De acordo com o trecho do documento, em que bairro do Rio de Janeiro vive Felipe?
---------- TRECHO DO DOCUMENTO ----------
Se o homem público ocupa as manchetes, a vida privada revela-se bastante discreta. Separou-se recentemente da mulher com quem se relacionou durante 12 anos e tem um filho de 28 anos, Felipe, que vive em um apartamento no Leblon, bairro nobre do Rio de Janeiro, cidade que adora com a mesma força que detesta o ar seco de Brasília. Conjuga um estilo de vida simples com hábitos sofisticados. Passeia, com igual desenvoltura, pelo gosto da música clássica ao de Zeca Pagodinho, da preferência pelos ternos importados ao apego a um carro fabricado num já longínquo 2004.
---------- REGISTROS DA LISTAGEM ----------
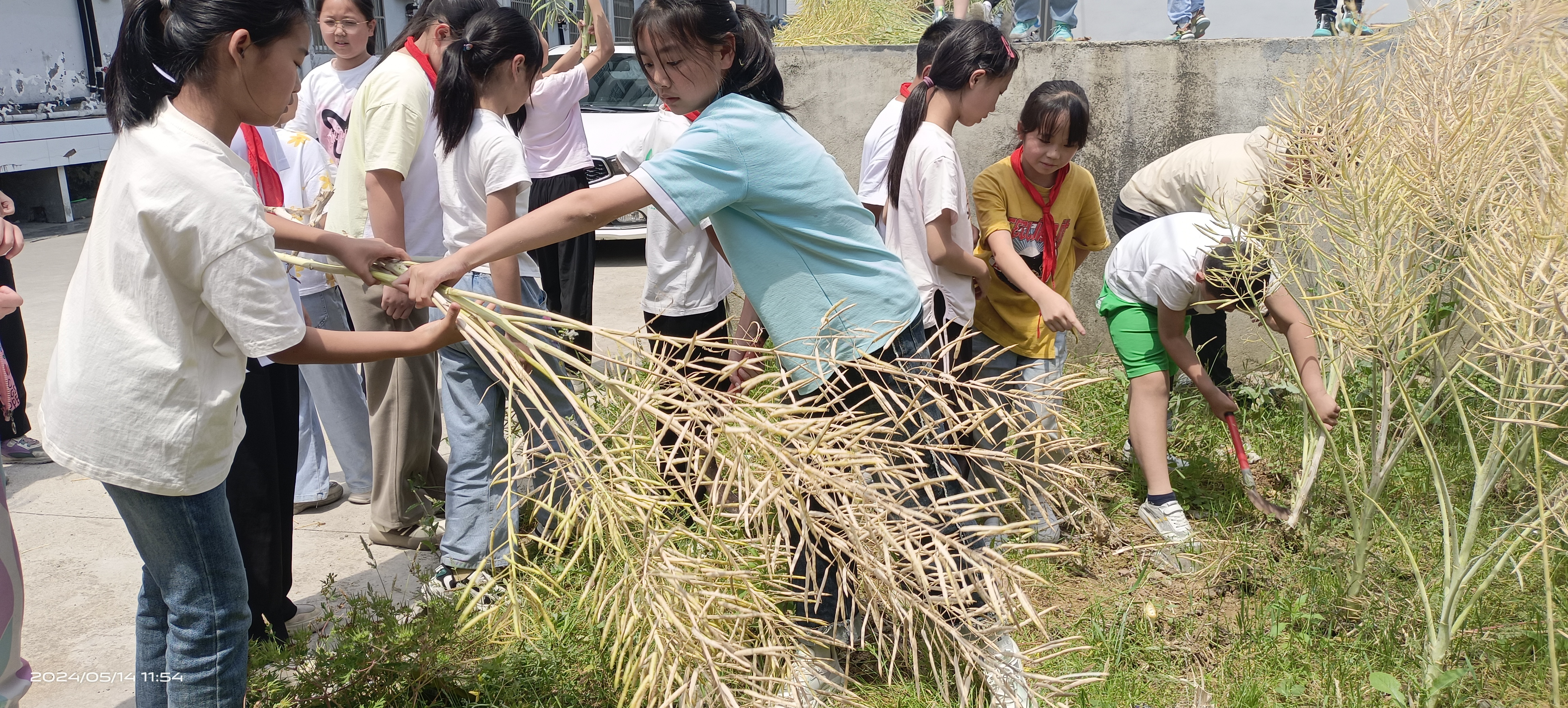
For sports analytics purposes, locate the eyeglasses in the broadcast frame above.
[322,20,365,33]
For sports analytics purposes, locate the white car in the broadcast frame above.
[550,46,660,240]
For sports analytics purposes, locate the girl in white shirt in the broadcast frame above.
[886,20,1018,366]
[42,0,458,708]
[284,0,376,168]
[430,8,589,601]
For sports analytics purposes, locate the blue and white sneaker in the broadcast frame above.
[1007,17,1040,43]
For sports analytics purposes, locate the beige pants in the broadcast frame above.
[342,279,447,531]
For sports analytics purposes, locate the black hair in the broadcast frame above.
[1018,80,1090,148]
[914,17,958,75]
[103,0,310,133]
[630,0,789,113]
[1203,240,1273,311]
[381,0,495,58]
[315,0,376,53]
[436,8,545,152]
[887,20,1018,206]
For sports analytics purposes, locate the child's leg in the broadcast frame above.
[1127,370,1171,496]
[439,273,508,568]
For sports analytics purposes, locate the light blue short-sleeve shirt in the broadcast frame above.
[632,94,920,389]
----------
---------- REGISTROS DA LISTAGEM ----------
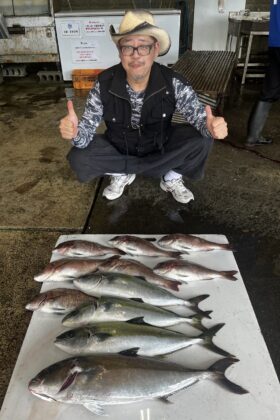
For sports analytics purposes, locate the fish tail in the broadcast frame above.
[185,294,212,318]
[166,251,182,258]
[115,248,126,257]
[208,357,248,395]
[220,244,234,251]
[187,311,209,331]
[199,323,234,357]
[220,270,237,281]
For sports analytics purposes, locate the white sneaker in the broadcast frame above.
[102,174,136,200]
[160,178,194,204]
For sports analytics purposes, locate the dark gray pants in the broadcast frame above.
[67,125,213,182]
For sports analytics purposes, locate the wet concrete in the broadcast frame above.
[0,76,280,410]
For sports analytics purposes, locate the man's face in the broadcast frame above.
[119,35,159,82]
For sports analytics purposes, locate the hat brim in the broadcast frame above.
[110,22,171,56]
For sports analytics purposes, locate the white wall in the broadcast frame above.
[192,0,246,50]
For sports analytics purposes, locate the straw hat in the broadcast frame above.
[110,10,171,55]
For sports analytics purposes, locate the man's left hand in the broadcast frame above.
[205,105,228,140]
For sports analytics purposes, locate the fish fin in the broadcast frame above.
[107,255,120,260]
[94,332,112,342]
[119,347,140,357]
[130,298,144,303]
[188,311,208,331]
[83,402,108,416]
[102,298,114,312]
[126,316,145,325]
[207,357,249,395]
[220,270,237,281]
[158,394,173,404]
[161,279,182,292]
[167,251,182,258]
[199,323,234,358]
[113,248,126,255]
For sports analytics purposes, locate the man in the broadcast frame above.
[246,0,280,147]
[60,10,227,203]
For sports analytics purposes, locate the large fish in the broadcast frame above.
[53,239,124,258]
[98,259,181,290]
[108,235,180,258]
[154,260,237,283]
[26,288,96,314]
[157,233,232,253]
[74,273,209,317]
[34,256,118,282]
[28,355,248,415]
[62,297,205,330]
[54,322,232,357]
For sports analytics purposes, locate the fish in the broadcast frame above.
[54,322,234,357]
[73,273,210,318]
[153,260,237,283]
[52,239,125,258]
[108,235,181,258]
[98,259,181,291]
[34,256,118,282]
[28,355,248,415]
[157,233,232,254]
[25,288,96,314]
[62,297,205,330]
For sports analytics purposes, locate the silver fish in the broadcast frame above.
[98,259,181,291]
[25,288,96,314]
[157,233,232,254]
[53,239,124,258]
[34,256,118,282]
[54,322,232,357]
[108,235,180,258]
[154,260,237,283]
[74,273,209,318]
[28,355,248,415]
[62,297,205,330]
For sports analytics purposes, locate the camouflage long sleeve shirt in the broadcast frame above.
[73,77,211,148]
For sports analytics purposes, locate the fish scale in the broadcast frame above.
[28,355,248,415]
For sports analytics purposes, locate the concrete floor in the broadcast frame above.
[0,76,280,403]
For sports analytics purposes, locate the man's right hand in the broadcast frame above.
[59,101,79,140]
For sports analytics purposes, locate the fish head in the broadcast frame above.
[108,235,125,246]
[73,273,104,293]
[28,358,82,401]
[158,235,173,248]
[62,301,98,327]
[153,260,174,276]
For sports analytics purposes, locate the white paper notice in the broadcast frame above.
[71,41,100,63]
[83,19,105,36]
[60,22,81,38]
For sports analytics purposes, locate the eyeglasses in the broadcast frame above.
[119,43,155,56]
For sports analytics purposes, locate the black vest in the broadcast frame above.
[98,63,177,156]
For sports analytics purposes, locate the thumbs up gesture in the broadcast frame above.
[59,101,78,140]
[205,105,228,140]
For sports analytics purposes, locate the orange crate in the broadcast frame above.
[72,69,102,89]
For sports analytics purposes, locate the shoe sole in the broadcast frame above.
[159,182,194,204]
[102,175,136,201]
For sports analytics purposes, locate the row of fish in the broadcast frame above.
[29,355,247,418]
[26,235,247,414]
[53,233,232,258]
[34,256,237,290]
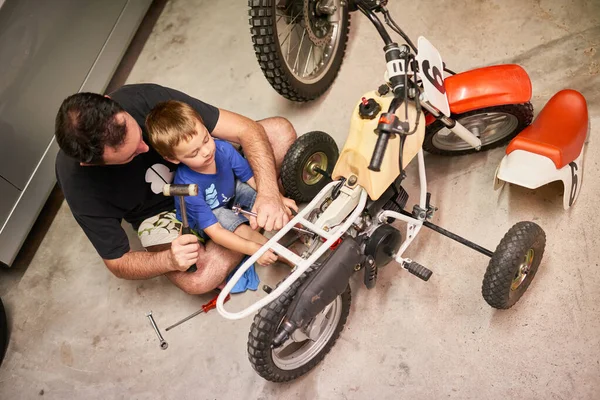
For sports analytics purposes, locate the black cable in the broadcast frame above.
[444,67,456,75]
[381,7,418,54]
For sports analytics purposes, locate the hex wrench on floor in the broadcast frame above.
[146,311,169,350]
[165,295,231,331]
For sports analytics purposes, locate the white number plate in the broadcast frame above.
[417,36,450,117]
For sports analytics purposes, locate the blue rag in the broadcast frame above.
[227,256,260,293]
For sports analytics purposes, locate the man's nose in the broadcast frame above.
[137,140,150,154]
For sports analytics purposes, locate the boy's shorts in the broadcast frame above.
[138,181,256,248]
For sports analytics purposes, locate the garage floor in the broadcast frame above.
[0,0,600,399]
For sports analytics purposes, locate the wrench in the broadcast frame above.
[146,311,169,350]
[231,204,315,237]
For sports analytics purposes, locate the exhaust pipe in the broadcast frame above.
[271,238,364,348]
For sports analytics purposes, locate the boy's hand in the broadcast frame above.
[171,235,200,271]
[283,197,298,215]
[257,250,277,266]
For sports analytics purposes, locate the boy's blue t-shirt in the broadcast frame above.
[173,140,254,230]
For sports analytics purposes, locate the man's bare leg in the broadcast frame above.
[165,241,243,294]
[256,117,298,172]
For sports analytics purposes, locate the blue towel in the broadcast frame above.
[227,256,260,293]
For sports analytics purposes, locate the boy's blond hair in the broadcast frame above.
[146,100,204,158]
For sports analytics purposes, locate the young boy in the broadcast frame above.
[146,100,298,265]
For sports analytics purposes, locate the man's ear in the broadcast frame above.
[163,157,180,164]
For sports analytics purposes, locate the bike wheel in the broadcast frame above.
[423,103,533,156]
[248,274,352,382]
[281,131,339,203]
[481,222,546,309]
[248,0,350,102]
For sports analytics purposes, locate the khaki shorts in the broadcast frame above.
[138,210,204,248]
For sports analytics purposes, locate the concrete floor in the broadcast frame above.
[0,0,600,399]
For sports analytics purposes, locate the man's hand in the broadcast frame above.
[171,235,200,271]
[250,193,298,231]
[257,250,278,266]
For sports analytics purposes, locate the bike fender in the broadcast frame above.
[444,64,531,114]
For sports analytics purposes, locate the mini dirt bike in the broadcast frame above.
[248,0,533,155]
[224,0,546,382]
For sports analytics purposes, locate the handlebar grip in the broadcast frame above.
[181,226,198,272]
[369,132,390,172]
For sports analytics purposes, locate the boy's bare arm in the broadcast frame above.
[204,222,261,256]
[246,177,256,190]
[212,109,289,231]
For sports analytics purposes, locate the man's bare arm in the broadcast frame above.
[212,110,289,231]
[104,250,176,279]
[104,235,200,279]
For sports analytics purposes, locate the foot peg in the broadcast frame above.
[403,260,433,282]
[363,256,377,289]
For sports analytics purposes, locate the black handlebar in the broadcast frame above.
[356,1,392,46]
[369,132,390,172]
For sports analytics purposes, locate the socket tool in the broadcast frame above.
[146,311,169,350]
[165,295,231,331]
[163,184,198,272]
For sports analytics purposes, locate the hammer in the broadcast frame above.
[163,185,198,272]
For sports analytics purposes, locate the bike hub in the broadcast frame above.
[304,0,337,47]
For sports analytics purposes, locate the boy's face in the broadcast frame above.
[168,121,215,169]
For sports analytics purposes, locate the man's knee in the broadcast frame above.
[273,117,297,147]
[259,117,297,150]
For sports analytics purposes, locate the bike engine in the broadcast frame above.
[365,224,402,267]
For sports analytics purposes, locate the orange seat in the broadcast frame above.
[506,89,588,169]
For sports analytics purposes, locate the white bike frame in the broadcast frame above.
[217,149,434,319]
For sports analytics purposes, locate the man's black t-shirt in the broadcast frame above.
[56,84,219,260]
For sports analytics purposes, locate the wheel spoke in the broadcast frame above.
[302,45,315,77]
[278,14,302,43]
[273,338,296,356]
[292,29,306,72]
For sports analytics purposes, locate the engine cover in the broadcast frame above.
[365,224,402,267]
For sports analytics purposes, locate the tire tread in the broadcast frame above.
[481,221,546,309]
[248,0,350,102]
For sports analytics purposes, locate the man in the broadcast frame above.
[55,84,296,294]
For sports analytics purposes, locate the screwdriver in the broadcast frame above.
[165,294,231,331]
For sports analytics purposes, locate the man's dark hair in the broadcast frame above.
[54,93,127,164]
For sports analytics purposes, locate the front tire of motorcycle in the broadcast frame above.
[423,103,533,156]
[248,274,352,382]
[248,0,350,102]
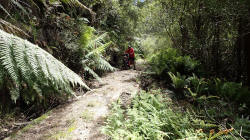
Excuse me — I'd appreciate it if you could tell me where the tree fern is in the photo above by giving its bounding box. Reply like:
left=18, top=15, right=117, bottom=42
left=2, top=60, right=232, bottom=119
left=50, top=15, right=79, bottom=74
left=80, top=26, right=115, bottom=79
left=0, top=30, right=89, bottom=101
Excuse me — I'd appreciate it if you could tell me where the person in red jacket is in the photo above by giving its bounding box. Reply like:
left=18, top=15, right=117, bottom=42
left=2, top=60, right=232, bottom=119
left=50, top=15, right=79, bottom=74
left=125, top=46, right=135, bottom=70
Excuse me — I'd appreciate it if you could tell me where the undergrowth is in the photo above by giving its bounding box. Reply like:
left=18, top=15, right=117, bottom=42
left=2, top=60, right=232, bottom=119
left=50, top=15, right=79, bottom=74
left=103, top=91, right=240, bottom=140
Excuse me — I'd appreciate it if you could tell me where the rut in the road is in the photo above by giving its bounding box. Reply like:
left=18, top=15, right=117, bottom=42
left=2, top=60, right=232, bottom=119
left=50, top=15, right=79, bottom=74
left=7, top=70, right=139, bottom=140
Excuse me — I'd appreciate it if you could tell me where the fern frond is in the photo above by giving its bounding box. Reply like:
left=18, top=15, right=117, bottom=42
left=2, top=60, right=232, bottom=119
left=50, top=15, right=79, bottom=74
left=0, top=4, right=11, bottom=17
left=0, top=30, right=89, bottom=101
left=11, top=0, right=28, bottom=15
----------
---------- REGISTROS DA LISTAGEM ----------
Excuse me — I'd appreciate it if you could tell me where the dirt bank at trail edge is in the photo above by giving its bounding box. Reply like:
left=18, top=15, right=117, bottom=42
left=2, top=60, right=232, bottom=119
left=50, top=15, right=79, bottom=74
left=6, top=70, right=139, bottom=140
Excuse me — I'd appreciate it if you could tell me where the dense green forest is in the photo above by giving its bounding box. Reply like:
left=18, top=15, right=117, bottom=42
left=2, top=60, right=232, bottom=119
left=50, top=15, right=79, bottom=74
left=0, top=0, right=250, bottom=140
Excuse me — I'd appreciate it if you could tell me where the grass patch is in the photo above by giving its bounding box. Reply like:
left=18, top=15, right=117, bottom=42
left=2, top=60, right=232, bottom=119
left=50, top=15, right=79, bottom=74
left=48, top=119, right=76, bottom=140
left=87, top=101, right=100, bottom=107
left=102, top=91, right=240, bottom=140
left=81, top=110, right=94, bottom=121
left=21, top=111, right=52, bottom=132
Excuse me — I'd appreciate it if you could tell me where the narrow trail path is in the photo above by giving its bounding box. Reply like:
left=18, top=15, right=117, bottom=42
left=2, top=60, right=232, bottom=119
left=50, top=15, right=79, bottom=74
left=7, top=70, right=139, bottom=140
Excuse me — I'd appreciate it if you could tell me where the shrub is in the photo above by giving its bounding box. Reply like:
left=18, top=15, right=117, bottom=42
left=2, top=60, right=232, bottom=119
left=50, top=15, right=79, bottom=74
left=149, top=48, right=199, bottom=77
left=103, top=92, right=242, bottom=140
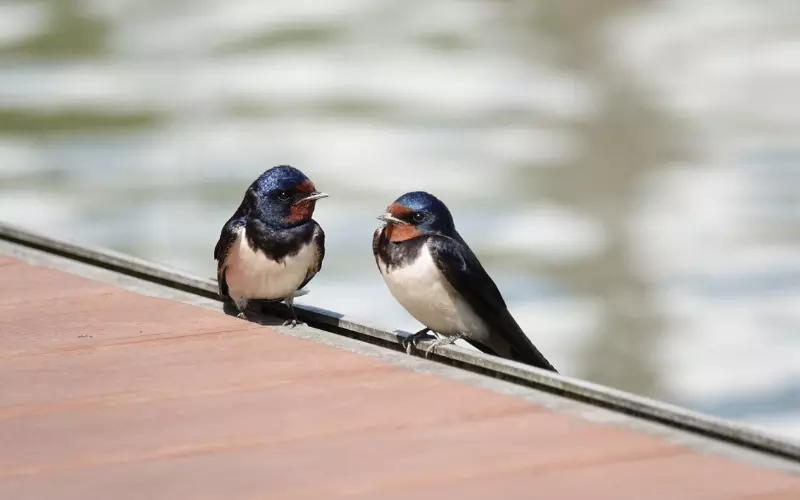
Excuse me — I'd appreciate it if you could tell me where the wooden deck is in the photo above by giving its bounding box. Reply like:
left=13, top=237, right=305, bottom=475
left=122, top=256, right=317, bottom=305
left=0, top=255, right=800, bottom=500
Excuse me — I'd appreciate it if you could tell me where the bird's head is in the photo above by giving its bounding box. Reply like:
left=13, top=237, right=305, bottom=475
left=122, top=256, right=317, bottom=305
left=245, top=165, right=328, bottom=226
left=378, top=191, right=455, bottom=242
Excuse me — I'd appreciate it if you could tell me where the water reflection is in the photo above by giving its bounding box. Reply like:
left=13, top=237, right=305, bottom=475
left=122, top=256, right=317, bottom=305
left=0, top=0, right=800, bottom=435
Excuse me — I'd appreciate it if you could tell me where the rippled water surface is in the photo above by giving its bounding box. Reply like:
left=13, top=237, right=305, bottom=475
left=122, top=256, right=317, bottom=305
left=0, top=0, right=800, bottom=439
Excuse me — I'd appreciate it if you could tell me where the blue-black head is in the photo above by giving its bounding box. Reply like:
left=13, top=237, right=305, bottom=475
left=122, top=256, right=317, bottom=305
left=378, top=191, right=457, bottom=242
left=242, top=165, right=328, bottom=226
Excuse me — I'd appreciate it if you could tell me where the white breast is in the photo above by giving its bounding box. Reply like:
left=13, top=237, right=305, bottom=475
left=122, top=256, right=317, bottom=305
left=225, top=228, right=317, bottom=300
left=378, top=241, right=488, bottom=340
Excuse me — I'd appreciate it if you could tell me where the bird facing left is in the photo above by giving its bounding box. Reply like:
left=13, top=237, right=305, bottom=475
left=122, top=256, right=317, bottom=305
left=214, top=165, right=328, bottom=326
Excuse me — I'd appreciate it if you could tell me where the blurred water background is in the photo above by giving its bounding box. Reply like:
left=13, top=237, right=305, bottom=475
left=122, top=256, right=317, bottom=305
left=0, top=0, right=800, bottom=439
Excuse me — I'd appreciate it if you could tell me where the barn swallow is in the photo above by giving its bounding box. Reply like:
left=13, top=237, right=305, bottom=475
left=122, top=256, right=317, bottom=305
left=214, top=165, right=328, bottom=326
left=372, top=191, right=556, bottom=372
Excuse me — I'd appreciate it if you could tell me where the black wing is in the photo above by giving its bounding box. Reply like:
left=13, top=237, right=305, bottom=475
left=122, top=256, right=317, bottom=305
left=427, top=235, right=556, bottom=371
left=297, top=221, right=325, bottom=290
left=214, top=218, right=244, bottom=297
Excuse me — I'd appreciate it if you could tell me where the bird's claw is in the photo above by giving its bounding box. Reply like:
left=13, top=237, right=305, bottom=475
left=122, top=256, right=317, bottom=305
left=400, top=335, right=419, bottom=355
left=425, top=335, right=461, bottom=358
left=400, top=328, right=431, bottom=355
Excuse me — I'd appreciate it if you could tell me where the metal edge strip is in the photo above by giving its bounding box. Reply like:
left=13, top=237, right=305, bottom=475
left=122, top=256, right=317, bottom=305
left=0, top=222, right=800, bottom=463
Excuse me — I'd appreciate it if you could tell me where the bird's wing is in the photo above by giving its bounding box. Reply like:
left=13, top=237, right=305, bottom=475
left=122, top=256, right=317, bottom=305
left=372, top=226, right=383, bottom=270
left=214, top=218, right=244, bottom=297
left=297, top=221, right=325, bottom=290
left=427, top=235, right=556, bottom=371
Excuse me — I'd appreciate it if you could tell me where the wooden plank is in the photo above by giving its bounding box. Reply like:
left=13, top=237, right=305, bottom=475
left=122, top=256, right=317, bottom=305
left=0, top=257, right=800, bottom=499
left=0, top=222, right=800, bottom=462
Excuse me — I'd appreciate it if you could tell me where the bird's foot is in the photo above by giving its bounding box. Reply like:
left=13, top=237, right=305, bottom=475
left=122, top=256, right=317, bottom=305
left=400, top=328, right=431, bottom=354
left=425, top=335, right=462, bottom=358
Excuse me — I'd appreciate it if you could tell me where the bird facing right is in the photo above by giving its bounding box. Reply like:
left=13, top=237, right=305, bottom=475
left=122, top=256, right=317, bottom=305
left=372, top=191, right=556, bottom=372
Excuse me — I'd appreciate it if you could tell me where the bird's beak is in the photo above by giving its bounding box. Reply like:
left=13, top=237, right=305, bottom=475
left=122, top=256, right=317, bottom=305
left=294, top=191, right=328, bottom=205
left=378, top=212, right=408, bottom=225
----------
▶ RESPOSTA DO EXERCÍCIO: Felipe vive no Leblon, bairro nobre do Rio de Janeiro.